→ PROVIDED PASSAGE
--------
During this study, three different types of drive unit solutions have been tested in pilot roll station, in order to measure their effect to roll vibrations. Speed control properties are different, and different motor types were tested with proposed speed control methods.

Three tested configurations were:

- conventional AC motors with gearboxes and universal shafts - conventional AC motors with universal shafts, without gearboxes

- direct drive permanent magnet AC motors installed to the end of the shafts

Measurements for resonance control in this study were performed with the last configuration, utilising direct drive motors. In Figure 11 the drive unit with conventional motors without gearboxes and the direct drive installation are shown. Motors are connected to rolls with universal shafts.

a b

Figure 11. a) Conventional AC motors, where gearboxes have been removed and only universal shafts are in use, b) direct drive AC motors fitted on the ends of the rolls.

A high temperature of the soft roll may make the cover more tender or even thermally degrade it. On the other hand, many processes like calendering, embossing or laminating benefit from higher temperature, because high web plasticity makes these processes more effective. Hysteresis of cover deformations in nip contact heats up rolls and also heating or cooling systems are common in nip applications.

The pilot unit is equipped with heat exchanger with 30 kW cooling power. A simple monopass channel for fluid flow goes through the roll and further to a water tank, see Figure 12. A backwater pump circulates water back into the roll. The pump produces inverter controlled volume flow and is equipped with flow measurement. System is also equipped with 20 kW resistor elements for water heating. Corrosion prevention agents are added into the water. Temperature of the water is measured from points where it enters the roll as well as where it comes out from the roll. Temperature control is performed with a controller.

Figure 12. Simple monopass fluid flow trough the soft roll.
--------
→ REQUIRED ACTION
Return the part of the passage on the pilot roll station that begins at the words "During this study, three" and ends after the words "with universal shafts.", copied word for word. The records have no connection to the passage on the pilot roll station.

→ SUPPLIED MATERIAL
--------
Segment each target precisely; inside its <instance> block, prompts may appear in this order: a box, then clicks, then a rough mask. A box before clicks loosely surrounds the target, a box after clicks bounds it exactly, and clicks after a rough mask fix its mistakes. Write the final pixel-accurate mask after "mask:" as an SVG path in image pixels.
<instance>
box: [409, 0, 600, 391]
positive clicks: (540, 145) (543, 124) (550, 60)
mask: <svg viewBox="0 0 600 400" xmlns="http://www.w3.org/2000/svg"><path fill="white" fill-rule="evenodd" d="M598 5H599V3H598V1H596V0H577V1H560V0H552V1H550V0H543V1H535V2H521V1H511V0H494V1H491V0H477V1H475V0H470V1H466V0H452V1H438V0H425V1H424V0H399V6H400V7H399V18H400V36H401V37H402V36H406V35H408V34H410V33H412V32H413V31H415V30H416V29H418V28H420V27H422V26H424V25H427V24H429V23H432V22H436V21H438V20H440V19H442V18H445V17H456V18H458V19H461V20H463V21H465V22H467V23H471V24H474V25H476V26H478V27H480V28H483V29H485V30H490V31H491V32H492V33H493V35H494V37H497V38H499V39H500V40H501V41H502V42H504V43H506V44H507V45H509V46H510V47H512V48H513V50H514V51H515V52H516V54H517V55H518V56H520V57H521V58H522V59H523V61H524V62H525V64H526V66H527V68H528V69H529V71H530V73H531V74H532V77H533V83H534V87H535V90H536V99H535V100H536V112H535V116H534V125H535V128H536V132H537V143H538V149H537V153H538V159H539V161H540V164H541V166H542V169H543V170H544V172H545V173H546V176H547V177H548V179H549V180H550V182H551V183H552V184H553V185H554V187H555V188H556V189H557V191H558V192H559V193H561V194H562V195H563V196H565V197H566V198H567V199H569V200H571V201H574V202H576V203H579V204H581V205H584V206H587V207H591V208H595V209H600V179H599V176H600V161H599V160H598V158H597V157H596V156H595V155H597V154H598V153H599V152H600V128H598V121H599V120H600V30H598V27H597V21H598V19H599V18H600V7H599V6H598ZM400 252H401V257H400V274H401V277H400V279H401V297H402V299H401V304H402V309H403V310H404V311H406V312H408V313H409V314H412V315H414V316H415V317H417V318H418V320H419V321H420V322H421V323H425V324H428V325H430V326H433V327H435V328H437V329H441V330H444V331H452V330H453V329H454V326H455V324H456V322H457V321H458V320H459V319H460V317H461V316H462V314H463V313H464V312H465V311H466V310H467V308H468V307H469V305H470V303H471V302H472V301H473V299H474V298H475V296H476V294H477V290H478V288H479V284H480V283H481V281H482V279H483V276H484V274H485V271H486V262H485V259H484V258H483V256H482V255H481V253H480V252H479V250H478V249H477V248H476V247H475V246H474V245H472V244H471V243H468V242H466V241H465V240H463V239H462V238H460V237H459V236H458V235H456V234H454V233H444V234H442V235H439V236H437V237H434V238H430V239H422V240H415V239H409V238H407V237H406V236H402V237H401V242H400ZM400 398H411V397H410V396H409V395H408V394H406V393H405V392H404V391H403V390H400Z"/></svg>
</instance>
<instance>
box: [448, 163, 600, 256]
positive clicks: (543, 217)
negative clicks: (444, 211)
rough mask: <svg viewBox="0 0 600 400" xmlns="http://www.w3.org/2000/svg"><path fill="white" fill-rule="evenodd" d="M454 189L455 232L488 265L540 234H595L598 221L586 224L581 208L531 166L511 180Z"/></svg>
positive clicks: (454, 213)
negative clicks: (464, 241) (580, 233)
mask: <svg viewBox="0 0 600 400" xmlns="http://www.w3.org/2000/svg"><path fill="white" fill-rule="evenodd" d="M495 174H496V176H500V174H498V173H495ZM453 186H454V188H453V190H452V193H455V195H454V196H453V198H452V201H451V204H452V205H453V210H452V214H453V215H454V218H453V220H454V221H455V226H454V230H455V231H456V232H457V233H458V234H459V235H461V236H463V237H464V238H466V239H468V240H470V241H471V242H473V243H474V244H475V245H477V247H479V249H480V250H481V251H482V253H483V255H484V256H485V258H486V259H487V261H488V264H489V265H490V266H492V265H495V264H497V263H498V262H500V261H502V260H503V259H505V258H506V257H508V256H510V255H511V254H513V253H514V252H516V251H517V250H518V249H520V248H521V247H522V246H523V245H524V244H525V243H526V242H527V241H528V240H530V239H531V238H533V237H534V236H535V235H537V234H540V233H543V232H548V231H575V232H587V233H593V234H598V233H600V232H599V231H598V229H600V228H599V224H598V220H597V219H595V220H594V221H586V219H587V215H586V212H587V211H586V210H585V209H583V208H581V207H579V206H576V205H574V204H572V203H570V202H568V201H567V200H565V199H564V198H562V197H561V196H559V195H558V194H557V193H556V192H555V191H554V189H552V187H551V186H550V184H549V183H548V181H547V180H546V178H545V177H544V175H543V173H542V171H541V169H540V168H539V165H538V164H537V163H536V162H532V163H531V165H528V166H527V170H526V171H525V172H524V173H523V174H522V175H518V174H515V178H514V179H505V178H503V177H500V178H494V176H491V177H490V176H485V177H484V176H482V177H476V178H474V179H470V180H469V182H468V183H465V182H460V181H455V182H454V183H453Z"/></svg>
--------
→ SOLUTION TO THIS TASK
During this study, three different types of drive unit solutions have been tested in pilot roll station, in order to measure their effect to roll vibrations. Speed control properties are different, and different motor types were tested with proposed speed control methods.

Three tested configurations were:

- conventional AC motors with gearboxes and universal shafts - conventional AC motors with universal shafts, without gearboxes

- direct drive permanent magnet AC motors installed to the end of the shafts

Measurements for resonance control in this study were performed with the last configuration, utilising direct drive motors. In Figure 11 the drive unit with conventional motors without gearboxes and the direct drive installation are shown. Motors are connected to rolls with universal shafts.